== ИСХОДНЫЙ ТЕКСТ ==
-*-
О «Пионере» нужно сказать особо. Здание старинного пассажа на углу Ленина и Джалиля во времена перестройки впало в вечный ремонт; в шестидесятые же оно вмещало многочисленные магазины и кафе и тот самый кинотеатр; со стороны Джалиля располагались квартиры, там на высоком этаже с крутой лестницей жили мои одноклассники по шестой казанской школе.
Зрительный зал в «Пионере» был длинный и узкий, и пацанское «Ура-а-а!» на победных кадрах «Чапаева» катилось в нём из ряда в ряд почти как от трибуны к трибуне на футболе. На подступе к залу, в холлах, перед началом сеанса проходили джазовые концерты, в паузах которых к публике выскакивали, как чёртик из шкатулки, артисты-разговорники, помимо объявления номеров исполнявшие Зощенко, Ардова или музыкальные фельетоны.
Музыкальный фельетон был жанром популярным и несложным в изготовлении. На заданную тему придумывался сюжет, к сюжету подбирались песни, по куплету из каждой, и сочинялся на скорую руку новый текст - для пущей узнаваемости с использованием старого. Например, если речь шла о воровстве корма для животных в цирке или зоопарке, то вначале на мотив «Старого клёна» пелось что-нибудь вроде «Старый слон, старый слон, старый слон совсем худой…» Связки между песенными кусками были тоже в стихах. Метод сохранился и сегодня, в частности у кавээнщиков, только в соответствии с моментом они могут спеть «Старый клон, старый клон…» или, скажем, «Клон ты мой опавший».
Разумеется, в школьные годы о технике создания эстрадных текстов я не задумывался, фельетоны эти обожал и иные номера казанских разговорников знал наизусть, смущая время от времени артистов подсказками из зала.
В Бугульме имелся драматический театр, носящий сейчас имя начинавшего там сценический путь Алексея Баталова. Я же в силу природной смешливости тяготел тогда скорее к эстраде, нежели к театру. Особенно, как уже упоминалось, к разговорному жанру - конферансу, рассказам, монологам, скетчам и прочим малым формам. Владимир Хенкин, Рина Зелёная, Елизавета Ауэрбах, Миронова и Менакер, Тарапунька и Штепсель, Миров и Новицкий - эти имена означали для меня радость. Я и сам уже пробовал читать что-нибудь со сцены - в частности, «Их бин с головы до ног» Ильфа и Петрова, выуженный из какой-то книжки и показавшийся мне в мои двенадцать очень смешным. Речь там шла о дрессировщике Мазуччио и его говорящей собаке Брунгильде, которую невзирая на европейскую славу худсовет цирка не пускал на арену по причине мещанского характера её песенного репертуара. «С головы до ног я создана для любви-и-и», - пел я, то бишь несчастная собака, помахивая хвостиком в тщетной попытке покорить сердца цензоров. А затем ложился на воображаемые опилки и выдавал коронную собачью реплику: «Их штербе…», то есть «Я умираю…»
Детский эстрадный опыт пригодился мне в студенческие годы, в бытность мою актёром Театра Юмора и Гротеска при Казанском университете, или попросту УТЮГа.
-*-
== ЧТО НУЖНО СДЕЛАТЬ ==
**a.** Объясните по тексту об эстраде, зачем при сочинении музыкального фельетона новый текст писали с использованием слов старой песни.
**b.** Перечислите всех артистов и артистические пары, чьи имена, согласно тексту об эстраде, означали радость.
**c.** Продолжите текст об эстраде, начав сразу после его последнего предложения.

Сохранённые записи:
-*-
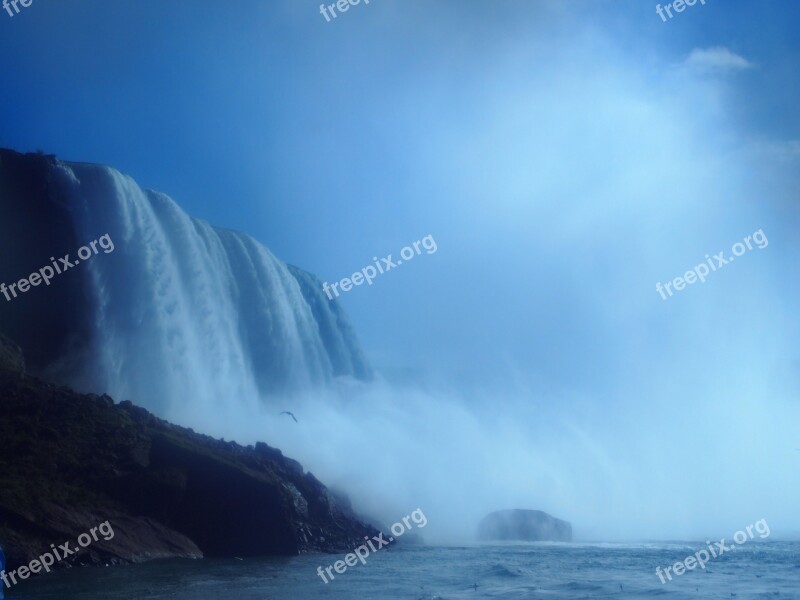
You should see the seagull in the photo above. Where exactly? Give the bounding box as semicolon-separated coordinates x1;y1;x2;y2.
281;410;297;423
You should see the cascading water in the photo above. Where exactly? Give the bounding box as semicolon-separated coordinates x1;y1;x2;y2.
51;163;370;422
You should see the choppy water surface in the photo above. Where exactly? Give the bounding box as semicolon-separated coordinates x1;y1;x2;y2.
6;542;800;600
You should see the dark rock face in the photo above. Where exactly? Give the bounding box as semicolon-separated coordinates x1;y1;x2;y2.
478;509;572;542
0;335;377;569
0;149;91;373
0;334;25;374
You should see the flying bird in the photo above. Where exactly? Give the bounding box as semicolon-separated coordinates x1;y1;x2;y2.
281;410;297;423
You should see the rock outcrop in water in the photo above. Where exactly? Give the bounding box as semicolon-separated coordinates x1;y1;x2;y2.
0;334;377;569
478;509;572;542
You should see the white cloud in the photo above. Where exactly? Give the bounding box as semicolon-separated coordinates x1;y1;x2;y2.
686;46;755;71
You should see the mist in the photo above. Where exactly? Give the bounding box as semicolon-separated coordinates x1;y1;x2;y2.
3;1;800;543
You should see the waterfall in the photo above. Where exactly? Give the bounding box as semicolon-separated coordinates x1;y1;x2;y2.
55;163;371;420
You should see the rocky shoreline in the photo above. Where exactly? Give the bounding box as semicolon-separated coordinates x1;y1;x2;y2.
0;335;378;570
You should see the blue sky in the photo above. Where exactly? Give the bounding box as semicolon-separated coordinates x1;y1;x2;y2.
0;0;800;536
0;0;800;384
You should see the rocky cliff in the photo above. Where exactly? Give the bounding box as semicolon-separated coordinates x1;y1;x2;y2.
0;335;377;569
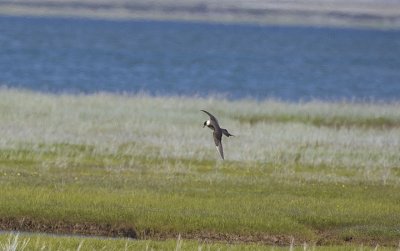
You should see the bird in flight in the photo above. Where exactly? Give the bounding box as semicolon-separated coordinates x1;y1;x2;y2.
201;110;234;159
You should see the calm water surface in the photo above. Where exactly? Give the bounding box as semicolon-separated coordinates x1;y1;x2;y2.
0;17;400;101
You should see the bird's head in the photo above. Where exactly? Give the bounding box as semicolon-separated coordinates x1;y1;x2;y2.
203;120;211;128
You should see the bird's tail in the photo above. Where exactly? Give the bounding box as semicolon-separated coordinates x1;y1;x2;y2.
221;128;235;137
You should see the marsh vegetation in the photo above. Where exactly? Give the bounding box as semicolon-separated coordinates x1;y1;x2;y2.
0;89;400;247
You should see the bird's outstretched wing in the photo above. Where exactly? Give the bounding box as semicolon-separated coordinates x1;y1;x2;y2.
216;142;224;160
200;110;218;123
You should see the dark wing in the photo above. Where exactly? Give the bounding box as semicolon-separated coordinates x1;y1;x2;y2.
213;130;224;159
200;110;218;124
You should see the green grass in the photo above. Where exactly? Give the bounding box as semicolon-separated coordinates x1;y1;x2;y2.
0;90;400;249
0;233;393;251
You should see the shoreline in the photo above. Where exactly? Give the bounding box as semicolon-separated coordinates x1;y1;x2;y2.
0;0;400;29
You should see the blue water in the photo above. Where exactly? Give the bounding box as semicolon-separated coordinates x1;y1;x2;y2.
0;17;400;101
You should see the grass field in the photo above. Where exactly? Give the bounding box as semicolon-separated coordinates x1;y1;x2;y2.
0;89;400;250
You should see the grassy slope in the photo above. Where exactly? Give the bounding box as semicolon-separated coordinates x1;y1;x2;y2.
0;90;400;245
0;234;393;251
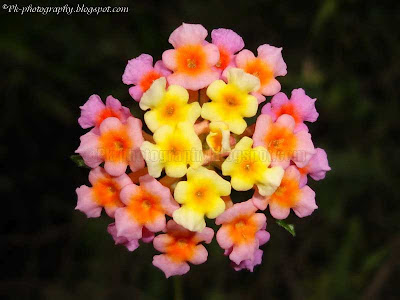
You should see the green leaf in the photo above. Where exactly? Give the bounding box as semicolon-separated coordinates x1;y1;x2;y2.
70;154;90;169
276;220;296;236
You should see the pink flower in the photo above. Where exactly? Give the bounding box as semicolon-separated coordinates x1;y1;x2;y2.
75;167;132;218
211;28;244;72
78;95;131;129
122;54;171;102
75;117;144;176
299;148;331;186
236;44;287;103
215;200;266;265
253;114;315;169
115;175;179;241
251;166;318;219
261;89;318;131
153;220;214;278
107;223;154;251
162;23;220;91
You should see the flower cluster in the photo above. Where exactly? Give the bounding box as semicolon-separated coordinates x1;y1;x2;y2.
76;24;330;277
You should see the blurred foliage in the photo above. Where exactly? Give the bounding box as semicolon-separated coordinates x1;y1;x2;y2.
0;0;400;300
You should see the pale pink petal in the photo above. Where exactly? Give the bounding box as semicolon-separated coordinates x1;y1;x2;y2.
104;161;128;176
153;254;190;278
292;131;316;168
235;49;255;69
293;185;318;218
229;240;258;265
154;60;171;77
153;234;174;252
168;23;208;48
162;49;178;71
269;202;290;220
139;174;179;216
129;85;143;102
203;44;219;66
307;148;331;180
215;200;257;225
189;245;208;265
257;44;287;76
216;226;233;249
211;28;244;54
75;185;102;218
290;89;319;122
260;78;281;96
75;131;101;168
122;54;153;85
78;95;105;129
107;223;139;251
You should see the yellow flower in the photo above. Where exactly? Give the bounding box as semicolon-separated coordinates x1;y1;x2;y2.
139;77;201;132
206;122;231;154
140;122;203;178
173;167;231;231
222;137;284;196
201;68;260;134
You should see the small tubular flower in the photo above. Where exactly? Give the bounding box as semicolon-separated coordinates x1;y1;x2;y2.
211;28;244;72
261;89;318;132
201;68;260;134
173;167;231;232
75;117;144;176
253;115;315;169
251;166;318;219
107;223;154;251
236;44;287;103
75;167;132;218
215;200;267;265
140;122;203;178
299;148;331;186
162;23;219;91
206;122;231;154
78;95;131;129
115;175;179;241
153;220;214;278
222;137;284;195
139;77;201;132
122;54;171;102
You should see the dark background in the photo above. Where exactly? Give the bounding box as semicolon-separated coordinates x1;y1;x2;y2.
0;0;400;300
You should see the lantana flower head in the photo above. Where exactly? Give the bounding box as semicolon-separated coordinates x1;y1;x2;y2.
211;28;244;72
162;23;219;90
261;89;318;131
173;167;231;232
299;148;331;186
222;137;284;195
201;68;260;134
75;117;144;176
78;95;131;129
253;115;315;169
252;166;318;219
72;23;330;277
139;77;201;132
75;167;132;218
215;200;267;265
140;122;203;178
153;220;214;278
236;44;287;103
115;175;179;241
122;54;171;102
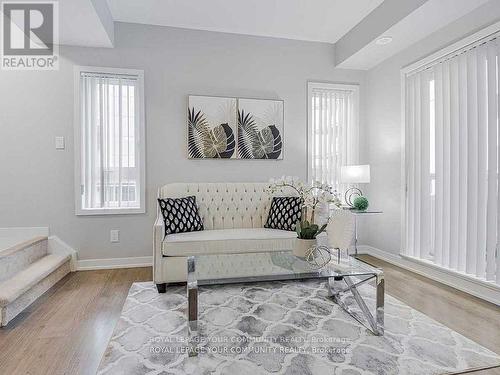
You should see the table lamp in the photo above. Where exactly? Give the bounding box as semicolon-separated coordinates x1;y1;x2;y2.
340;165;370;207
-*-
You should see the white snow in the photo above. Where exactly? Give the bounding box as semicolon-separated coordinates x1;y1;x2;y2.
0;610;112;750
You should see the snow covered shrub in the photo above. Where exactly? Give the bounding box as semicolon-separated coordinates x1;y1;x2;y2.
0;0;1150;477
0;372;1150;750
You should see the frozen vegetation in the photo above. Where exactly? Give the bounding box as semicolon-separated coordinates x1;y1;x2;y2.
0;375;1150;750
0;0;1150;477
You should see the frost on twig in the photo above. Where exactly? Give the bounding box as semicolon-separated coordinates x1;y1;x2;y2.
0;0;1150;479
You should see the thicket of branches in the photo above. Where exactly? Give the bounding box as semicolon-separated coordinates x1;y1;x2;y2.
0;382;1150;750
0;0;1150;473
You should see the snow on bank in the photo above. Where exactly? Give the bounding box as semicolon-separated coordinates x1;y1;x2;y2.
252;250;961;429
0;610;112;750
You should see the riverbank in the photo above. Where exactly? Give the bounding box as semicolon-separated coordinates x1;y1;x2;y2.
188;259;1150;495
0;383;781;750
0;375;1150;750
-*-
== ОТВЕТЫ К ЗАДАНИЯМ ==
**a.** Так делали для пущей узнаваемости: старые слова помогали узнать песню, на мотив которой пелся новый куплет.

**b.** Владимир Хенкин, Рина Зелёная, Елизавета Ауэрбах, Миронова и Менакер, Тарапунька и Штепсель, Миров и Новицкий.

**c.**
Миров и Новицкий на закате карьеры приезжали к нам с гастролями, и мне довелось брать у них интервью для газеты. За пределами сцены они по-прежнему находились каждый в своём образе: резонёр Новицкий был серьёзен и величественен, а комик Миров балагурил; когда им представили молодого казанского журналиста, Новицкий благосклонно кивнул и промолчал, а Миров заулыбался и по-клоунски развёл руками: «А я-то думаю - он это или не он?».
Футбол в Бугульме был всегда и везде. На Краснослободской ворота располагались между двумя брошенными на землю портфелями, и мы всем скопом носились по импровизированному полю, поднимая облака пыли, за которыми не всегда можно было разглядеть, свой перед тобой или чужой. Игрок я был не слишком толковый, но смелый: однажды меня поставили в ворота, и, зная по взрослым играм на стадионе «Строитель», что вратарь должен бросаться за мячом в угол, я при первом подходящем случае решился и бросился - даже не догадавшись выставить перед собой руки, просто мордой вперёд. Впрочем, тогда всё заживало быстро.
На Октябрьской, между домами и оврагом, имелось футбольное поле со всамделишными воротами. Играл я главным образом в полузащите. Я никогда не умел быстро бегать, но к этому времени у меня обнаружились и достоинства: ловкое обращение с мячом, отработанный ежедневной практикой битья о соседские заборы удар и отсутствие жадности, то есть желание играть в пас; в целом же я был из тех, кого именуют «технарями». Ударов имелось четыре: «подъёмом», «щёчкой», «пыром» и «сухим листом», он же «лобановский» по фамилии знаменитого нападающего. Угловой назывался «корнер», а пенальти - «пеналь» (не путать с «пенделем»). «Сухой лист» из-за боковой подкрутки ценился при подаче угловых, особенно если ветер дул в сторону неприятельских ворот, - появлялся дополнительный шанс, что мяч по крутой дуге занесёт в «девятку».
В Казани, куда мы переехали в шестидесятом, я продолжал нещадно стучать мячом о сарай во дворе старого кирпичного дома на Островского. Дворовая кличка у меня была Панич (от непонятной соседским мальчишкам фамилии через промежуточную этимологическую ступеньку: Вайнер - Ванич - Панич) и вполне мне подходила: к этому времени я уже осознал себя, да и другими расценивался как одиночка, уличные традиции не слишком чтивший и вообще державшийся особняком. Тем не менее в команду меня звали почти всегда, и на Островского, и в шестой школе, что находилась в тогдашнем Телеграфном переулке. Класс на класс мы часто играли в университетском дворе, на огороженной площадке чуть ниже здания обсерватории, и матчи наши, соответственно, заканчивались с астрономическим счётом: «десять - четыре» или «семь - три».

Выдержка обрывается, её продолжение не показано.